Document section:
┄┄┄┄┄┄┄┄┄┄

Server Monitoring

Server Monitoring

We have previously seen the VQL Event Queries are simply VQL queries that never terminate, generating a row for each event that occurs. We also saw how these event queries can be used to collect real time telemetry from endpoint with Client Monitoring.

In this section we describe how event queries can be used to monitoring server events and perform real time post processing on forwarded client events.

Watching for new clients to come online

As an example for server monitoring queries, we describe a common use case:

  1. Check every minute the status of some clients we are interested in investigating.

  2. When a particular client appears online, send a slack message to a predefined channel.

The full description of how to set up slack to receive messages from Velociraptor can be found in our blog post Slack and Velociraptor, but here we cover the high level details.

Step 1: Checking a group of clients for online status

Typically when we want to group clients we use a label. So we will apply the Slack label to the clients we are interested in coming back online.

Our query will therefore search for all clients with that label and compare their last seen time to ensure it is more recent than a few minutes ago.

LET hits = SELECT client_id,
       os_info.fqdn as Hostname ,
       now() - last_seen_at / 1000000 AS LastSeen,
       label(client_id=client_id, labels=LabelGroup, op="remove")
FROM clients(search="label:" + LabelGroup)
WHERE LastSeen < 300

Once we report on a client once, we will remove the label from the client to prevent it from reporting the same client again.

┄┄┄┄┄┄┄┄┄┄

Given entries:
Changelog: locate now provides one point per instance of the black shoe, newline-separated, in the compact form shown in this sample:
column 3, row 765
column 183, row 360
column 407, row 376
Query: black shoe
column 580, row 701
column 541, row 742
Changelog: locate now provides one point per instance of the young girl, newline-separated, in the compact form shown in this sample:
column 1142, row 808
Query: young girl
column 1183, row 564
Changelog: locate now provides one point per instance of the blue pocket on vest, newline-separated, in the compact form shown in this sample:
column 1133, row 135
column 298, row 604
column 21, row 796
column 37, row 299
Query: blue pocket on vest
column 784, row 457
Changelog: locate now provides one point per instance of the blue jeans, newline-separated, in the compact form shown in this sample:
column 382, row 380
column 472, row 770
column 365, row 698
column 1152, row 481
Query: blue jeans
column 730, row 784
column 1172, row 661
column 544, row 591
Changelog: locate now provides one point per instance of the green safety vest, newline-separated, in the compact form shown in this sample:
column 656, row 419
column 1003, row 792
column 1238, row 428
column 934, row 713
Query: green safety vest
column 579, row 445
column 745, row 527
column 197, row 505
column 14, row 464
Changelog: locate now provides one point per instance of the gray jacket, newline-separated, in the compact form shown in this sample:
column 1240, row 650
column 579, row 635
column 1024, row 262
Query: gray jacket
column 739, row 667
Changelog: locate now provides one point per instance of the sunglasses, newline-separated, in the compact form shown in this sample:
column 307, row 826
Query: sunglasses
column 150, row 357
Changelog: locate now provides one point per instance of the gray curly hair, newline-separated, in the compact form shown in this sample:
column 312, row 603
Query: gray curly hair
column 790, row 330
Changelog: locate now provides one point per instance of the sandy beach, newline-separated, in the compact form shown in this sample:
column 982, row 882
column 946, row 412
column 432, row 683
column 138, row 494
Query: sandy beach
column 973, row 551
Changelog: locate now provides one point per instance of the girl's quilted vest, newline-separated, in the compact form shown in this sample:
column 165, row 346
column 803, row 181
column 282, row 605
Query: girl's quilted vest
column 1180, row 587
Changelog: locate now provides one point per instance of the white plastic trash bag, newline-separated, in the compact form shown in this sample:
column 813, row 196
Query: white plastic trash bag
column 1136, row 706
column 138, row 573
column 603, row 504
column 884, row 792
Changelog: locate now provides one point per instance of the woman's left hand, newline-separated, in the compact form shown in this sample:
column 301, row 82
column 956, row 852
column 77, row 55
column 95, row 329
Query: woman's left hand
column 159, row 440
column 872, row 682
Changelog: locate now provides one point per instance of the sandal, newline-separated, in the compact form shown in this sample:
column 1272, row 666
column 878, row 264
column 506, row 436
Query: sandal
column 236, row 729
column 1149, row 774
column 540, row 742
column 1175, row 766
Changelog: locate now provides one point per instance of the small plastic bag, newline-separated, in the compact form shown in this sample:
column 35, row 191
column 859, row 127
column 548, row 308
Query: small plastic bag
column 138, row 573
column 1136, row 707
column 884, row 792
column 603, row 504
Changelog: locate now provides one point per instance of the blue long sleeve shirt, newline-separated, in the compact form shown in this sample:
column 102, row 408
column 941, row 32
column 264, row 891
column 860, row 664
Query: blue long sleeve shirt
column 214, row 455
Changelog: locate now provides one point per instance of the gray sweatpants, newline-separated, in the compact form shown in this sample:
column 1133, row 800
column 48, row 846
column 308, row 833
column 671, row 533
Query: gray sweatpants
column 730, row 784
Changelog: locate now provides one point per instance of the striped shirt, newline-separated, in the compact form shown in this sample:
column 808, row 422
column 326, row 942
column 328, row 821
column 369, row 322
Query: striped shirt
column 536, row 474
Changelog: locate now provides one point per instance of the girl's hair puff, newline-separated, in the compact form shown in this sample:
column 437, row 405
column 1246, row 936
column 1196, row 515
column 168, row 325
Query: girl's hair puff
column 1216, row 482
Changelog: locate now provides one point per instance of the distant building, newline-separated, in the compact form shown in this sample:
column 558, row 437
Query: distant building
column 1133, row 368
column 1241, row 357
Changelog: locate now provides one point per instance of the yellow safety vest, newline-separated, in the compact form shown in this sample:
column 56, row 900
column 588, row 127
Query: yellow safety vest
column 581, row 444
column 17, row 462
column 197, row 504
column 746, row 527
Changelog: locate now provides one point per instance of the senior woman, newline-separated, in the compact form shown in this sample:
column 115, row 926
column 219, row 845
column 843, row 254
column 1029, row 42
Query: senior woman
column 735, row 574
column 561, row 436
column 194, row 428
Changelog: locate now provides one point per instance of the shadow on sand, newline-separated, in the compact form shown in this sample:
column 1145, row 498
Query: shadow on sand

┄┄┄┄┄┄┄┄┄┄

Job 1:
According to the server monitoring section, what is done to a client after it has been reported on once?
Job 2:
Reproduce the portion of the server monitoring section starting with "Watching for new" and going on through "coming back online.".

Reply 1:
The label is removed from the client to prevent it from reporting the same client again.

Reply 2:
Watching for new clients to come online

As an example for server monitoring queries, we describe a common use case:

  1. Check every minute the status of some clients we are interested in investigating.

  2. When a particular client appears online, send a slack message to a predefined channel.

The full description of how to set up slack to receive messages from Velociraptor can be found in our blog post Slack and Velociraptor, but here we cover the high level details.

Step 1: Checking a group of clients for online status

Typically when we want to group clients we use a label. So we will apply the Slack label to the clients we are interested in coming back online.